## Written request
Show every line of the items below that contains the word "safety".

## Available records
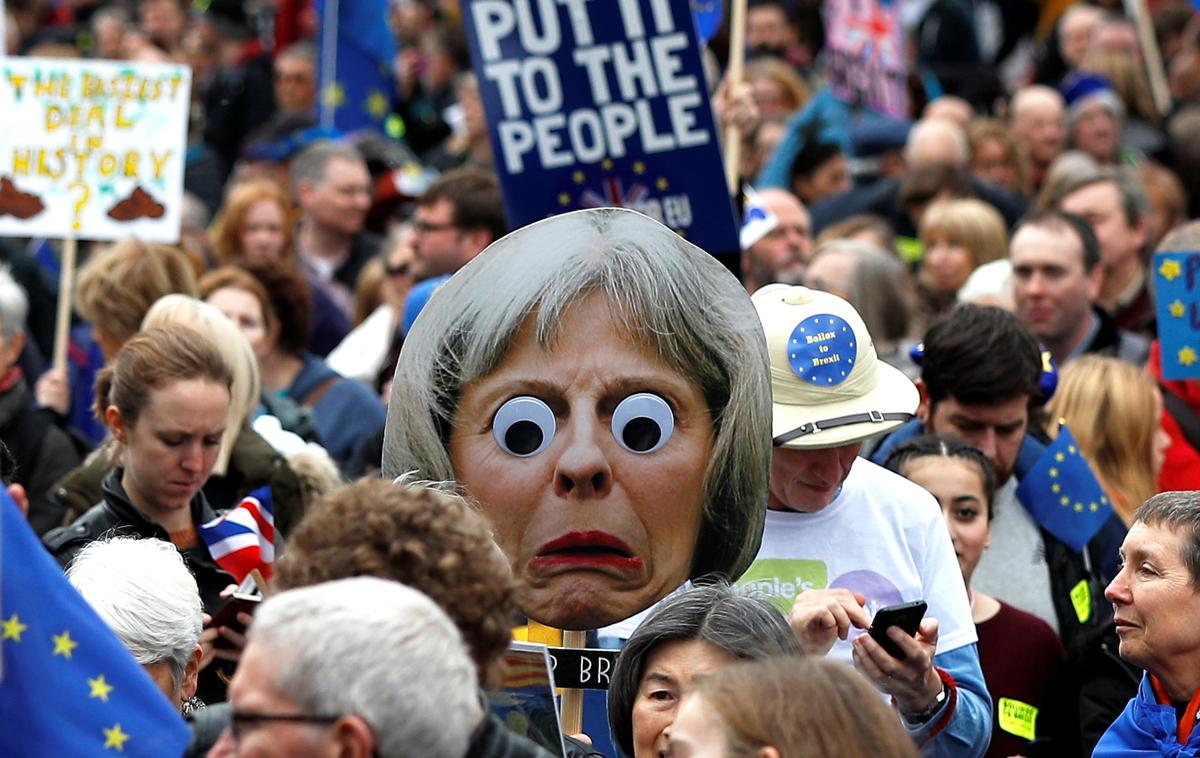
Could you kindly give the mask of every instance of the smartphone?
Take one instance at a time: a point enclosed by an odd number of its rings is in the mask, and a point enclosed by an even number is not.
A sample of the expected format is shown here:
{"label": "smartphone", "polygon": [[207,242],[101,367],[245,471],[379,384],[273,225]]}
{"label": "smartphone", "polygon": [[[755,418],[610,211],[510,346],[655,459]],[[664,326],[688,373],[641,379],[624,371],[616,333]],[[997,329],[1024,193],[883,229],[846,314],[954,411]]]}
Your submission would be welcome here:
{"label": "smartphone", "polygon": [[[257,571],[252,571],[246,574],[246,578],[241,580],[238,589],[233,591],[229,600],[226,601],[221,608],[212,614],[212,620],[209,622],[210,627],[222,627],[228,626],[239,634],[246,633],[246,625],[238,620],[239,613],[253,614],[258,604],[263,602],[263,590],[256,580]],[[228,649],[232,643],[224,637],[217,637],[216,642],[212,643],[216,648]]]}
{"label": "smartphone", "polygon": [[871,639],[880,643],[880,645],[887,650],[888,655],[898,661],[905,660],[907,656],[904,650],[900,649],[892,638],[888,637],[889,626],[899,626],[904,630],[905,634],[910,637],[917,636],[917,627],[920,626],[920,620],[925,618],[925,609],[929,606],[925,604],[924,600],[914,600],[907,603],[896,603],[895,606],[884,606],[880,608],[878,613],[871,620],[871,628],[868,633]]}

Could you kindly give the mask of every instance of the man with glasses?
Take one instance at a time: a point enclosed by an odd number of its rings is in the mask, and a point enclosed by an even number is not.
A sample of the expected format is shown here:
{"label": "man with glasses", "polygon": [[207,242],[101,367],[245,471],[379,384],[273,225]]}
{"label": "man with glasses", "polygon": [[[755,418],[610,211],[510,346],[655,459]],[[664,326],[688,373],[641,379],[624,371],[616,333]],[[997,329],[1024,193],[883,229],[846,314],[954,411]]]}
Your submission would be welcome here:
{"label": "man with glasses", "polygon": [[458,758],[484,717],[455,625],[421,592],[373,577],[266,600],[229,703],[210,756]]}
{"label": "man with glasses", "polygon": [[460,168],[430,185],[413,213],[418,281],[454,273],[508,231],[494,174]]}
{"label": "man with glasses", "polygon": [[317,108],[317,46],[308,41],[275,58],[275,104],[282,113],[313,115]]}

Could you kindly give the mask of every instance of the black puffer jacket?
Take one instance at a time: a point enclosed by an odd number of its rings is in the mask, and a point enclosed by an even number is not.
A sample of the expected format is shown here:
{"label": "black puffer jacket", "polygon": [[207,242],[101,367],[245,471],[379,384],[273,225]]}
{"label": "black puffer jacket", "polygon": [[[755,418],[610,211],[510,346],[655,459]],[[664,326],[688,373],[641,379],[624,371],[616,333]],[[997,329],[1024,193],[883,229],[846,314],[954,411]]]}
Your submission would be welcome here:
{"label": "black puffer jacket", "polygon": [[[54,529],[42,539],[46,549],[64,568],[71,564],[85,545],[104,536],[155,537],[170,542],[170,535],[167,534],[167,530],[137,510],[130,501],[130,497],[121,486],[124,473],[125,469],[121,468],[109,471],[101,486],[101,501],[74,523]],[[192,499],[193,524],[204,524],[217,516],[220,513],[209,506],[204,493],[198,493]],[[216,613],[222,604],[221,590],[236,583],[233,576],[216,565],[212,557],[209,555],[209,548],[203,542],[180,551],[180,554],[199,585],[204,610]]]}

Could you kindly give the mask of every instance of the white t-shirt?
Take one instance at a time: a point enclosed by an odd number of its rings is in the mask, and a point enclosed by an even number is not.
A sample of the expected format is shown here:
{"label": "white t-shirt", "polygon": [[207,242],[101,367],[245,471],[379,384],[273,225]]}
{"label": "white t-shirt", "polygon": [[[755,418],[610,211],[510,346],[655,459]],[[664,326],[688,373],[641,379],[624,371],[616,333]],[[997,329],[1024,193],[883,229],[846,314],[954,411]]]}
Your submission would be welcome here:
{"label": "white t-shirt", "polygon": [[[762,547],[738,591],[790,613],[809,589],[845,588],[866,596],[871,615],[912,600],[938,621],[937,652],[977,640],[966,585],[942,510],[928,492],[865,458],[857,458],[841,492],[815,513],[767,511]],[[851,663],[851,628],[829,655]]]}

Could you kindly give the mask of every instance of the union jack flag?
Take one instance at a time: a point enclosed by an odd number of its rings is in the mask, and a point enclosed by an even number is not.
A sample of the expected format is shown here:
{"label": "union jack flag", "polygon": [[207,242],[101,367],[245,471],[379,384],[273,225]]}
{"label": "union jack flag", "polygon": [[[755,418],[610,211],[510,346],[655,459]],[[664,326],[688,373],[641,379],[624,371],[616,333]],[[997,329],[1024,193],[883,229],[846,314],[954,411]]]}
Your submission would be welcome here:
{"label": "union jack flag", "polygon": [[254,568],[264,579],[275,567],[271,488],[259,487],[230,511],[200,527],[200,539],[218,566],[241,582]]}

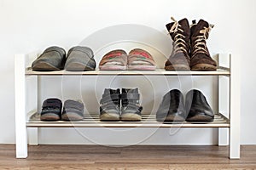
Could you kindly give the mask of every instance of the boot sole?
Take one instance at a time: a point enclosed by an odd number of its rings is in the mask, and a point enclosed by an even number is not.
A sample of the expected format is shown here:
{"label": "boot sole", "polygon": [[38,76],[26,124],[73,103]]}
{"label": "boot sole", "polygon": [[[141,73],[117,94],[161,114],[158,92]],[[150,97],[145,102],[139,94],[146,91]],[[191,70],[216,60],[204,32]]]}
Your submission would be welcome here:
{"label": "boot sole", "polygon": [[165,67],[166,71],[190,71],[190,67],[186,65],[172,65]]}
{"label": "boot sole", "polygon": [[119,115],[116,113],[104,113],[100,116],[101,121],[119,121]]}
{"label": "boot sole", "polygon": [[52,65],[49,63],[39,62],[33,65],[32,70],[33,71],[60,71],[61,69]]}
{"label": "boot sole", "polygon": [[191,68],[191,71],[216,71],[217,67],[208,64],[198,64]]}
{"label": "boot sole", "polygon": [[139,122],[142,120],[142,116],[135,113],[125,113],[121,115],[121,121]]}

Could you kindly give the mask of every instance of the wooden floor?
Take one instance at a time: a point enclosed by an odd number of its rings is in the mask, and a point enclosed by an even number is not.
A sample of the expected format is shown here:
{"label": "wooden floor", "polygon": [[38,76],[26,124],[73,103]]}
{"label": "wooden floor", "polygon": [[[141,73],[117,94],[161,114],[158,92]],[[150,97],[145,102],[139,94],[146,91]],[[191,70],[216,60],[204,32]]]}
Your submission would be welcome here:
{"label": "wooden floor", "polygon": [[15,159],[14,144],[0,144],[0,169],[256,169],[256,145],[230,160],[226,146],[38,145]]}

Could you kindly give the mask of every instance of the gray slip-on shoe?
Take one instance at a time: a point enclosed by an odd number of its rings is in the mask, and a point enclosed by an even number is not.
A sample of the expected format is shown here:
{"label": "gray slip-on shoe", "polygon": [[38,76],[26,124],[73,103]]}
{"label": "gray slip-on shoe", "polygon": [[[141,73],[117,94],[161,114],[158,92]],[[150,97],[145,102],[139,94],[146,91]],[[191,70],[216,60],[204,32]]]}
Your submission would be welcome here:
{"label": "gray slip-on shoe", "polygon": [[76,46],[69,49],[65,64],[67,71],[94,71],[96,61],[93,51],[87,47]]}
{"label": "gray slip-on shoe", "polygon": [[32,69],[33,71],[60,71],[65,64],[66,52],[62,48],[49,47],[33,61]]}

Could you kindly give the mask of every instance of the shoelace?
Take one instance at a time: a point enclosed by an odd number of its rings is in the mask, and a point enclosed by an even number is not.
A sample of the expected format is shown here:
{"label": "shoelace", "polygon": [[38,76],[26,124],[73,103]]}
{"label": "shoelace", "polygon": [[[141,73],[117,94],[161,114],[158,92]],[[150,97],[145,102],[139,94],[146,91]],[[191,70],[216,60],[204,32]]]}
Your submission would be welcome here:
{"label": "shoelace", "polygon": [[177,34],[174,37],[174,53],[177,53],[180,50],[187,53],[187,49],[186,49],[186,42],[183,38],[185,38],[185,37],[183,35],[182,35],[181,33],[178,33],[177,31],[183,32],[184,31],[182,30],[180,28],[180,25],[178,24],[178,22],[173,18],[171,17],[171,20],[174,21],[174,24],[172,25],[172,28],[169,31],[169,33],[173,33],[173,32],[177,32]]}
{"label": "shoelace", "polygon": [[209,27],[204,27],[203,30],[200,31],[200,33],[202,35],[199,35],[195,37],[196,40],[195,41],[195,46],[194,46],[195,49],[193,51],[192,57],[199,52],[207,53],[207,47],[206,47],[206,40],[208,38],[209,33],[212,28],[213,28],[213,26],[214,26],[213,25],[210,25]]}

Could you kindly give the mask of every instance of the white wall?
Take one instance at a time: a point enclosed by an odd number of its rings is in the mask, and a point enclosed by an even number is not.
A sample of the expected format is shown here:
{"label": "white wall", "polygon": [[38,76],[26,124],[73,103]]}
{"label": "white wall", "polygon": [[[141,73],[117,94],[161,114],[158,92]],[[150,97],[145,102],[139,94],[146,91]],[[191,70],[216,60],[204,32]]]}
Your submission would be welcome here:
{"label": "white wall", "polygon": [[[141,24],[164,32],[165,25],[174,16],[177,20],[204,19],[214,24],[208,40],[211,52],[230,52],[233,57],[241,58],[241,144],[256,144],[253,132],[256,128],[253,123],[256,119],[253,113],[256,58],[253,53],[256,37],[255,9],[254,0],[0,0],[0,143],[15,143],[15,54],[44,49],[51,45],[68,49],[94,31],[119,24]],[[196,134],[204,130],[196,130]],[[170,140],[166,131],[158,132],[145,144],[162,143],[160,139]],[[182,131],[184,132],[177,134],[177,138],[181,134],[188,136],[193,144],[217,141],[214,131],[205,133],[203,137],[196,136],[195,140],[193,140],[195,133]],[[76,139],[78,143],[83,143],[84,139],[73,132],[72,129],[41,130],[41,136],[47,137],[41,138],[41,142],[72,143],[72,139]],[[55,139],[56,133],[62,135]],[[69,133],[70,139],[65,138],[65,133]]]}

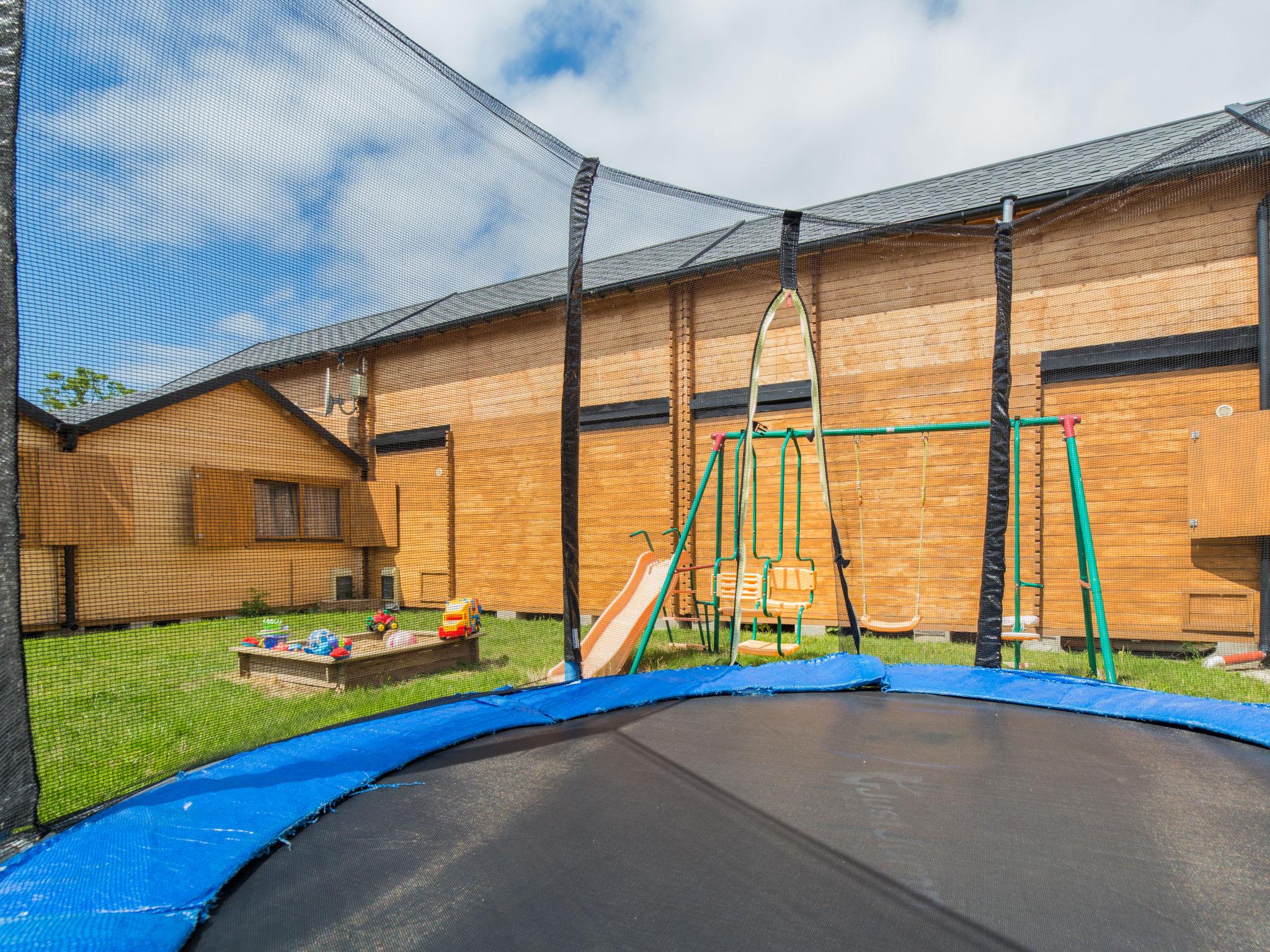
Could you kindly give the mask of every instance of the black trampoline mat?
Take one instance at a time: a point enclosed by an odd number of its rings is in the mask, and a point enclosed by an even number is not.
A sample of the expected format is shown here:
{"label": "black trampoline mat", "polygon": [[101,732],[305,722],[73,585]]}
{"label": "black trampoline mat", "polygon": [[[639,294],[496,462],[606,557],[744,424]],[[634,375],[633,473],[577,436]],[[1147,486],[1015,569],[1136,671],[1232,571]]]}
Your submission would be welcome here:
{"label": "black trampoline mat", "polygon": [[417,760],[190,948],[1266,949],[1270,751],[1016,704],[668,702]]}

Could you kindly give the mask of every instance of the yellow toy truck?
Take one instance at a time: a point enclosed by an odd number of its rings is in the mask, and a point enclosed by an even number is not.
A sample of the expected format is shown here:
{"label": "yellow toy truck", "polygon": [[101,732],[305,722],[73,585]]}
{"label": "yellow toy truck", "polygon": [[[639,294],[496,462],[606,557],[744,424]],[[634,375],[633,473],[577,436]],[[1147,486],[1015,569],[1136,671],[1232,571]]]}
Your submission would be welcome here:
{"label": "yellow toy truck", "polygon": [[480,602],[475,598],[460,598],[446,603],[446,613],[441,617],[443,638],[466,638],[480,633]]}

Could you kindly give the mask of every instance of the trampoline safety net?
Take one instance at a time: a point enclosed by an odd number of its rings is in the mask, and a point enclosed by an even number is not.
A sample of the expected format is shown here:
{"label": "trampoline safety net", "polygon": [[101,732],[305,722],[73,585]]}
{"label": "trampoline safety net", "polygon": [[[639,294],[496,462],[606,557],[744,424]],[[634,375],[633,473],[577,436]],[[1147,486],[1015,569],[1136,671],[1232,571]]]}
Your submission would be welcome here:
{"label": "trampoline safety net", "polygon": [[781,209],[358,0],[4,10],[11,843],[579,675],[1270,701],[1270,105]]}

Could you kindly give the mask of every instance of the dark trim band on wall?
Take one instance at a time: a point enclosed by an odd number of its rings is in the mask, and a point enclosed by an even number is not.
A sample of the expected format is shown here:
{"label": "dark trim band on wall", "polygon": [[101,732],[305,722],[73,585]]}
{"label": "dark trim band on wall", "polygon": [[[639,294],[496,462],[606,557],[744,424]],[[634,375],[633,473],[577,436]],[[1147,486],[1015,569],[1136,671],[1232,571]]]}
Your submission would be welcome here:
{"label": "dark trim band on wall", "polygon": [[613,430],[625,426],[658,426],[671,423],[671,399],[650,397],[620,404],[592,404],[582,407],[582,432]]}
{"label": "dark trim band on wall", "polygon": [[424,426],[418,430],[396,430],[381,433],[371,440],[376,453],[405,453],[410,449],[441,449],[446,446],[450,424]]}
{"label": "dark trim band on wall", "polygon": [[1257,327],[1247,325],[1046,350],[1040,355],[1040,382],[1134,377],[1201,367],[1242,367],[1256,362]]}
{"label": "dark trim band on wall", "polygon": [[246,380],[248,383],[250,383],[253,387],[255,387],[257,390],[259,390],[262,393],[264,393],[267,397],[269,397],[273,402],[276,402],[278,406],[281,406],[284,413],[287,413],[291,416],[295,416],[297,420],[300,420],[300,423],[302,423],[305,425],[305,428],[307,428],[315,437],[318,437],[318,439],[320,439],[324,443],[329,444],[331,448],[335,449],[335,452],[338,452],[342,456],[344,456],[351,463],[353,463],[353,466],[356,466],[357,468],[359,468],[362,471],[363,476],[364,476],[364,473],[366,473],[366,466],[367,466],[364,456],[362,456],[361,453],[358,453],[356,449],[353,449],[351,446],[348,446],[348,443],[345,443],[339,437],[337,437],[334,433],[331,433],[329,429],[326,429],[320,423],[318,423],[318,420],[315,420],[312,416],[310,416],[307,413],[305,413],[288,396],[286,396],[281,390],[278,390],[276,386],[273,386],[272,383],[269,383],[260,374],[258,374],[258,373],[248,373],[244,380]]}
{"label": "dark trim band on wall", "polygon": [[[812,406],[812,381],[790,383],[763,383],[758,387],[758,413],[777,410],[805,410]],[[692,416],[702,420],[711,416],[744,416],[749,407],[749,388],[709,390],[692,397]]]}

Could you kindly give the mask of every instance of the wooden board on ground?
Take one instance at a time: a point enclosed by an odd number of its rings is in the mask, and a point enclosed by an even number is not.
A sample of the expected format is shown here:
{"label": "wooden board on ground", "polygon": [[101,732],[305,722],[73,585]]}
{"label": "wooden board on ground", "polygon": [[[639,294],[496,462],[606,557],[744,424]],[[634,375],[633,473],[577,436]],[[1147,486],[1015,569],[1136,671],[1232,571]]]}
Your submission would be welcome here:
{"label": "wooden board on ground", "polygon": [[[302,651],[271,651],[235,645],[239,677],[267,680],[297,691],[345,691],[422,678],[461,664],[480,661],[480,636],[442,640],[436,632],[411,632],[414,645],[382,647],[378,636],[359,632],[348,658],[307,655]],[[366,637],[370,635],[370,637]]]}

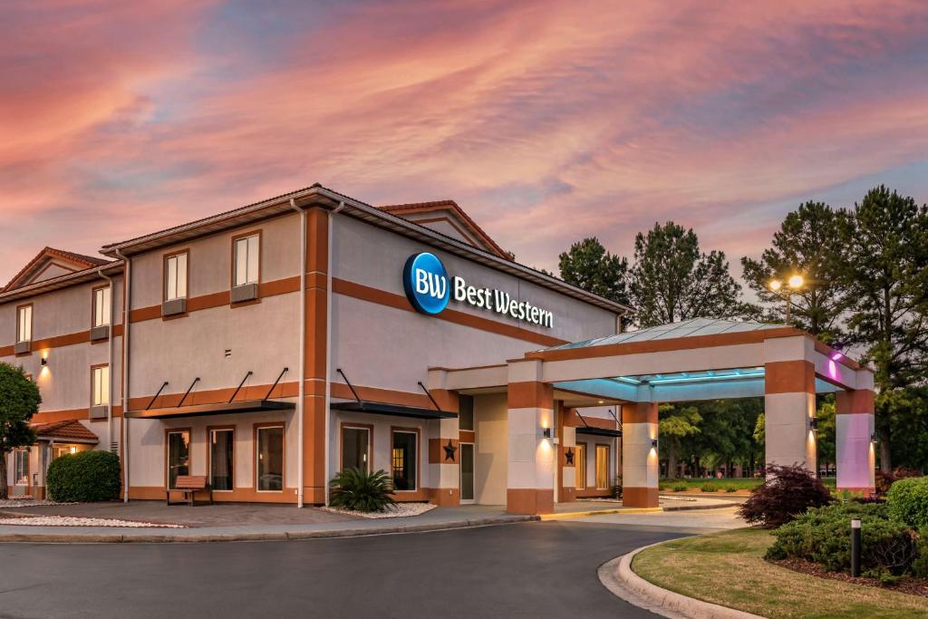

## The result
Could you kindly give the mask of every instance of the trampoline safety net?
{"label": "trampoline safety net", "polygon": [[101,732],[305,722],[73,585]]}
{"label": "trampoline safety net", "polygon": [[[639,294],[496,462],[606,557],[744,424]],[[634,375],[633,473],[577,436]],[[1147,486],[1015,569],[1136,671],[1232,571]]]}
{"label": "trampoline safety net", "polygon": [[781,209],[358,0],[4,10],[11,843],[579,675],[1270,701],[1270,105]]}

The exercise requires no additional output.